▶ _Quoted passage_:
Title: De-Implementing Low Value Care: A Research Program of the Choosing Wisely Canada Implementation Research Network
Category: Transferring Research Knowledge to the Workplace
Subcategory: Transferring Research
Choosing Wisely Canada (CWC) is a national campaign that started in 2014 to help patients and clinicians discuss the use of unnecessary tests and treatments and to make smart and useful healthcare choices. More than 50 Canadian medical groups (physicians, nurses, pharmacists and other health professionals) have developed over 250 recommendations to consider when making decisions relating to unnecessary tests, treatments and procedures.
The Choosing Wisely campaign is now in over 20 countries that are trying to reduce the overuse of unnecessary services. Past research tells us that providing these recommendations alone will not change practice. Still, the issue of putting these Choosing Wisely recommendations into practice has not received much attention.

▶ _Record excerpts_:
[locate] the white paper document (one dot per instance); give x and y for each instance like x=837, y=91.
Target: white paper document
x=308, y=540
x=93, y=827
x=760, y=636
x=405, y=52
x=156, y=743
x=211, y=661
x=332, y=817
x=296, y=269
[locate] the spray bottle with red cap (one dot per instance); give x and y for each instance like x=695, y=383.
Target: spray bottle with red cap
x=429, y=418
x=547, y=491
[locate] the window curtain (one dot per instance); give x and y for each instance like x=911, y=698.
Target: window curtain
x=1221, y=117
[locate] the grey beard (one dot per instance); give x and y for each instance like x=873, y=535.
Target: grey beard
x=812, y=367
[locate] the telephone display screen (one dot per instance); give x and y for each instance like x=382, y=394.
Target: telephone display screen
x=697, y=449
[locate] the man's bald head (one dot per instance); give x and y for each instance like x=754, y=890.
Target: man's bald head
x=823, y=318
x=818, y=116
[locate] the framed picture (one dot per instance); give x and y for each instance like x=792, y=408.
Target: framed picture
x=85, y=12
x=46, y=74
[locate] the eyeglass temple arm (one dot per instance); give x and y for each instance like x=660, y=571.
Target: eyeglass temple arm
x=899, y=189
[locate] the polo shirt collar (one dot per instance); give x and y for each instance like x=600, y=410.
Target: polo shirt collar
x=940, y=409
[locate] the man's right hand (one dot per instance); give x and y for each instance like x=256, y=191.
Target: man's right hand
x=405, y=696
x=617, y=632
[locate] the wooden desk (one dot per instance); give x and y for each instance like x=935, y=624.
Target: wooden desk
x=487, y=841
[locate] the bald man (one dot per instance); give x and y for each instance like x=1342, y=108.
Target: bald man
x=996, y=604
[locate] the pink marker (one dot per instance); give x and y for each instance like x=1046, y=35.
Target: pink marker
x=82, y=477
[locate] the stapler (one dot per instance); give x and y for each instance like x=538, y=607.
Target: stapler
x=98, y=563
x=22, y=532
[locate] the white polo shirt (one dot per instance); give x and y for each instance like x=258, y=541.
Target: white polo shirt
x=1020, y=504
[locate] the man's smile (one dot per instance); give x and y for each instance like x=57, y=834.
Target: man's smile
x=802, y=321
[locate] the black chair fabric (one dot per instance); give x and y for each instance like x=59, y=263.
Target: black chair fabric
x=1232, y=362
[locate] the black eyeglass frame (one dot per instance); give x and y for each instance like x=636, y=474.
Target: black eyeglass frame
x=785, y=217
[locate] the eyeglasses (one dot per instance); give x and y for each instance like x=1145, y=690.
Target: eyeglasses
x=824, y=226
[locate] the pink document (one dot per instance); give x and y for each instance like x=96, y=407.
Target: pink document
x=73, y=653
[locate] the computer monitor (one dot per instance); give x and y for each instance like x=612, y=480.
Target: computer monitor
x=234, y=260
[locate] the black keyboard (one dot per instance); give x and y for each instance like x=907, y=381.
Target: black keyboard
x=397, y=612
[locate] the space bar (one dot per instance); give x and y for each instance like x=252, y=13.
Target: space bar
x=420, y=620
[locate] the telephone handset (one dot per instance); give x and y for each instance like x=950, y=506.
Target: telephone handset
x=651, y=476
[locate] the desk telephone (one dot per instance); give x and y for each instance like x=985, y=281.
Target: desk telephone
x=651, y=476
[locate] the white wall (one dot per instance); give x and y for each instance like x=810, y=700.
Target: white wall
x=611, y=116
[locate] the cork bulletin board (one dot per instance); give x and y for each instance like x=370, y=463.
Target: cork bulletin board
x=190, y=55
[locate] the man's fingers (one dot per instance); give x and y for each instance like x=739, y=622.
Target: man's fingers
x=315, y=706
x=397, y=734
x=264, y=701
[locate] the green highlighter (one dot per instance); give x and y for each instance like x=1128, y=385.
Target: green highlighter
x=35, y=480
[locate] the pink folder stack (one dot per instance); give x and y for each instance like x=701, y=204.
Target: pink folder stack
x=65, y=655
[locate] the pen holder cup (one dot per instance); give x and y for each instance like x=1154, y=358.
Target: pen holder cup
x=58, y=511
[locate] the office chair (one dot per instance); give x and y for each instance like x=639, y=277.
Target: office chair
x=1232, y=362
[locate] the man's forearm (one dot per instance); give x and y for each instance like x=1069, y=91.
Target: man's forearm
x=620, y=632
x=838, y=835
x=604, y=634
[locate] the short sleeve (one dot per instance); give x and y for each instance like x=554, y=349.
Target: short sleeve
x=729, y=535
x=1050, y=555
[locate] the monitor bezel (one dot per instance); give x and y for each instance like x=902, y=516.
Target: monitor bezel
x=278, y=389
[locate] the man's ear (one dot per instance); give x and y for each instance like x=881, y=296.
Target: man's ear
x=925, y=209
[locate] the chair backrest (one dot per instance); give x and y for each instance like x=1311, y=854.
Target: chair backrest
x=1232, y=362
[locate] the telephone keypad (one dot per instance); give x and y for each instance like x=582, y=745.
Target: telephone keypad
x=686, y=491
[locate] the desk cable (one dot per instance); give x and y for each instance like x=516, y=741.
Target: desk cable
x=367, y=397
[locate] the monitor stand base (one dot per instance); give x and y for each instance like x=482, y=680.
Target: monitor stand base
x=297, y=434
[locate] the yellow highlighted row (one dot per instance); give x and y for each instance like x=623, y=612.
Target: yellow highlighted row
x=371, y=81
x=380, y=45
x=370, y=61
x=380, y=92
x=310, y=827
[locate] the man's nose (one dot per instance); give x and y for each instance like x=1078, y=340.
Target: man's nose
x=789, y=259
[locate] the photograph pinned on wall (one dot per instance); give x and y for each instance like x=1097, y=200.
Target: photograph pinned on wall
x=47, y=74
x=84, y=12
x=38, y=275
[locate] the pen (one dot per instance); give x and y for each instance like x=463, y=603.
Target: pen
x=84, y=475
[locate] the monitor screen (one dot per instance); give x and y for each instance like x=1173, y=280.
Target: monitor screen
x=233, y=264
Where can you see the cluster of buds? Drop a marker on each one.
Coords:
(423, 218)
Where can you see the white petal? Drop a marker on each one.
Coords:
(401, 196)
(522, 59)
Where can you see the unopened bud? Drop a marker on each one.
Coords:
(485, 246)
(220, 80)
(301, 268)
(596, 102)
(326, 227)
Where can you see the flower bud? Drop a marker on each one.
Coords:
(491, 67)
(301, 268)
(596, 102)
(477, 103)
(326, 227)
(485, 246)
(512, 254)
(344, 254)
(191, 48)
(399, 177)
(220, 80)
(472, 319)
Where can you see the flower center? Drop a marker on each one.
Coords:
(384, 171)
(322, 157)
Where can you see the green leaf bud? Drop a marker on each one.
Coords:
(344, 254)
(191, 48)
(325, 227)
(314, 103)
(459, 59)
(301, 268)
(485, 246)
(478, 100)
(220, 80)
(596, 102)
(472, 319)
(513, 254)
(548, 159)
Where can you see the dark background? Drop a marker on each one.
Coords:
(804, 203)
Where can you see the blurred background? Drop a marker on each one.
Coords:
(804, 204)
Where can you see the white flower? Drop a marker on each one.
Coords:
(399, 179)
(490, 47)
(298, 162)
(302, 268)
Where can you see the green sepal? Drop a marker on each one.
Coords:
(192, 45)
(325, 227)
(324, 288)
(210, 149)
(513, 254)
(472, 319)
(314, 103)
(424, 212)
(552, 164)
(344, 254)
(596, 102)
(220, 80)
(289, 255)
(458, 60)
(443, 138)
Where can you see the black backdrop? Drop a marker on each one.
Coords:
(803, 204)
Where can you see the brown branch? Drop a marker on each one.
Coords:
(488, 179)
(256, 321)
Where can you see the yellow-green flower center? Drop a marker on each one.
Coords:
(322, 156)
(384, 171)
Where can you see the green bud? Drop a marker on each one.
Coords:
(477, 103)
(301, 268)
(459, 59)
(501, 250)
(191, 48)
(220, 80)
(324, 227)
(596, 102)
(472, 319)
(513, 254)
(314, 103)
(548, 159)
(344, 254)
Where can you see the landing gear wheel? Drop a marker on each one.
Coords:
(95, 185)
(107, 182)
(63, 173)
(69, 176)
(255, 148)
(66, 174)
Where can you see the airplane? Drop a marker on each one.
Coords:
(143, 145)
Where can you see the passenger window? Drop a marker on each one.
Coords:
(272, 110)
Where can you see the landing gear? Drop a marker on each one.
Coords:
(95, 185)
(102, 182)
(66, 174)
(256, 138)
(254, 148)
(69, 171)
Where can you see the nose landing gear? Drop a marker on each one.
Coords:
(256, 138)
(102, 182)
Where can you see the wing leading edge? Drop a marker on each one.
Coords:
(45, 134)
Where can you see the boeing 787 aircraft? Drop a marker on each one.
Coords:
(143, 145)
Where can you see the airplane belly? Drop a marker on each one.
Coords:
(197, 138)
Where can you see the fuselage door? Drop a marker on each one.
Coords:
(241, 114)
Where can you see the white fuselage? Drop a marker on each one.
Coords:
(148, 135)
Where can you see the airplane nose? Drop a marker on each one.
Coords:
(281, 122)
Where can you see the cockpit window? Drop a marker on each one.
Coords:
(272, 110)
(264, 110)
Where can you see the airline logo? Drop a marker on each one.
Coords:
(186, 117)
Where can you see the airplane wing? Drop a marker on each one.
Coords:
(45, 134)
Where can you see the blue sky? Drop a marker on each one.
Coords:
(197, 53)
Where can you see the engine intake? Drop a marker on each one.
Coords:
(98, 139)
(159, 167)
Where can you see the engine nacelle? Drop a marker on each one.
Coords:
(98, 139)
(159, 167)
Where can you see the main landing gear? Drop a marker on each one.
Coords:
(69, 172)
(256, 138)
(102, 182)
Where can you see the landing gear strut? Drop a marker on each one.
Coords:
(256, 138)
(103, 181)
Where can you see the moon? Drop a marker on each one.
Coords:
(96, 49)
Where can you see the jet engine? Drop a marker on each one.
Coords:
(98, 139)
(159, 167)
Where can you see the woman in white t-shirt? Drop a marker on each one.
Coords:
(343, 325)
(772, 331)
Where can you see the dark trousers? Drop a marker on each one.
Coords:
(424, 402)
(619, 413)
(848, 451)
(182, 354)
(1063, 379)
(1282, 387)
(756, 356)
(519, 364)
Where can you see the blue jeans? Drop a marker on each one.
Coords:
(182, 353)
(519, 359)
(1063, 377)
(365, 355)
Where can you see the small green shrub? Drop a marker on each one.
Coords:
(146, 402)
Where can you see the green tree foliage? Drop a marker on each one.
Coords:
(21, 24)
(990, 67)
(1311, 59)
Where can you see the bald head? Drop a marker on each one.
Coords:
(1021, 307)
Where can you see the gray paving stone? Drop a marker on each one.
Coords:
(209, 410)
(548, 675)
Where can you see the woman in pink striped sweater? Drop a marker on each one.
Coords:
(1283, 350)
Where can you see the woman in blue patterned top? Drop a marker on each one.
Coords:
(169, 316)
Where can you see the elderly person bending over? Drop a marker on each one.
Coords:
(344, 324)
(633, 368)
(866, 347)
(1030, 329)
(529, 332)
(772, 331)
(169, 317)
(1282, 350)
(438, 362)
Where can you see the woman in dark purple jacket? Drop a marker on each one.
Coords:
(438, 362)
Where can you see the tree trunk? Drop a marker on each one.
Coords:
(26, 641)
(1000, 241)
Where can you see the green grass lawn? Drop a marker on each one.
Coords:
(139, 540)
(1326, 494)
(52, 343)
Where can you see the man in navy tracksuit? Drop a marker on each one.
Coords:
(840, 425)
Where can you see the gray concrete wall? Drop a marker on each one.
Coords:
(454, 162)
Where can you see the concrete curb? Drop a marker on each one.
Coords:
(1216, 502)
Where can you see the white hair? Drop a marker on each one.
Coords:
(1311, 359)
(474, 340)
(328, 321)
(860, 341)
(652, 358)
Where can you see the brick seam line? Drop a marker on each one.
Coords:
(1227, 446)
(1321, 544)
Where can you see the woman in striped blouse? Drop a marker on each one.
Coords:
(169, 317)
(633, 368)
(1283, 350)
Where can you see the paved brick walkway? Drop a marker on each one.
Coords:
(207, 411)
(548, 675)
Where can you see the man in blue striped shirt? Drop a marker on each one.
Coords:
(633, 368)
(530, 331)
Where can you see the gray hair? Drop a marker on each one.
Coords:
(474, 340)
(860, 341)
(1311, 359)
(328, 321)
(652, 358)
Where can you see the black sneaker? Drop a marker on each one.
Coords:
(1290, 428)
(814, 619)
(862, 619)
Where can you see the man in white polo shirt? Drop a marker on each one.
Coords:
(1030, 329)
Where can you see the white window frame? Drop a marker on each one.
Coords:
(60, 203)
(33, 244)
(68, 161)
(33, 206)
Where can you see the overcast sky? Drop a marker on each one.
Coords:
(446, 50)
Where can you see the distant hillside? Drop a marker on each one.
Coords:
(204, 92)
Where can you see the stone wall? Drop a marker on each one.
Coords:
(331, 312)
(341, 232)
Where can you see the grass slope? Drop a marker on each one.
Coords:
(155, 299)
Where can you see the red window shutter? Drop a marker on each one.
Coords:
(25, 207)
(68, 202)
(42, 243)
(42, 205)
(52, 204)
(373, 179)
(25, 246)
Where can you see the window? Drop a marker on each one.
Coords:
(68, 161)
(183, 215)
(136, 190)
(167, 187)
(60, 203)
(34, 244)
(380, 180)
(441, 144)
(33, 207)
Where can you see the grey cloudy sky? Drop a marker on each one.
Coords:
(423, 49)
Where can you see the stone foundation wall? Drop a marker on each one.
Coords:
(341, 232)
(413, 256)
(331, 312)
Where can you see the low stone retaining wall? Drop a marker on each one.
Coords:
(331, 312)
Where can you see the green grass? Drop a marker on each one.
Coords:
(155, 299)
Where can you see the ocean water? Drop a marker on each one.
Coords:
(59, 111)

▶ _Exercise objective_:
Please carry on the piece about Choosing Wisely Canada above, starting right after its final sentence.

▶ _Exercise result_:
We plan to develop a program to put these recommendations into practice by bringing together a national implementation research network including Canadian experts from CWC, implementation science, relevant clinical content areas and knowledge users (including patients, professional associations and provincial healthcare systems) to reduce unnecessary tests and treatments. The network will conduct clinical trials of strategies to put some of these CWC recommendations into practice across 3 Canadian provinces, while making sure to take province specific priorities into consideration. To increase the likelihood that the findings will be put into action, the research will be conducted in partnership with provincial healthcare systems. The trials will focus on two important areas: pre-operative testing in ambulatory surgery and imaging in low back pain.
By reducing the use of unnecessary tests, treatments and procedures in these two areas, both patients and the health delivery system will benefit. Patients will be saved the time and effort and avoid potential harm and the health delivery system will have reduced wait times and increased efficiency.